## PROBLEM STATEMENT
Recast the data below as a Markdown table with the columns Row and Data line, one numbered row per line and no blank lines. Leave the pictures out of the table.

## PROVIDED ENTRIES
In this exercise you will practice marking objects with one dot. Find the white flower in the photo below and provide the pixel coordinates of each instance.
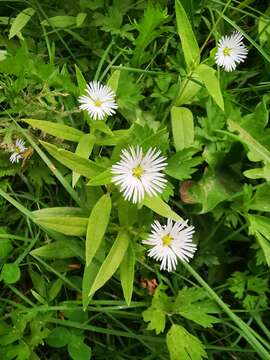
(18, 149)
(99, 101)
(231, 51)
(171, 242)
(137, 174)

## EXPECTED ANSWER
| Row | Data line |
|---|---|
| 1 | In this exercise you will practice marking objects with one dot. Find the white flower in the photo below and provide the pixel coordinates of each instance. |
| 2 | (18, 149) |
| 3 | (99, 101) |
| 4 | (231, 51) |
| 5 | (171, 242) |
| 6 | (137, 174) |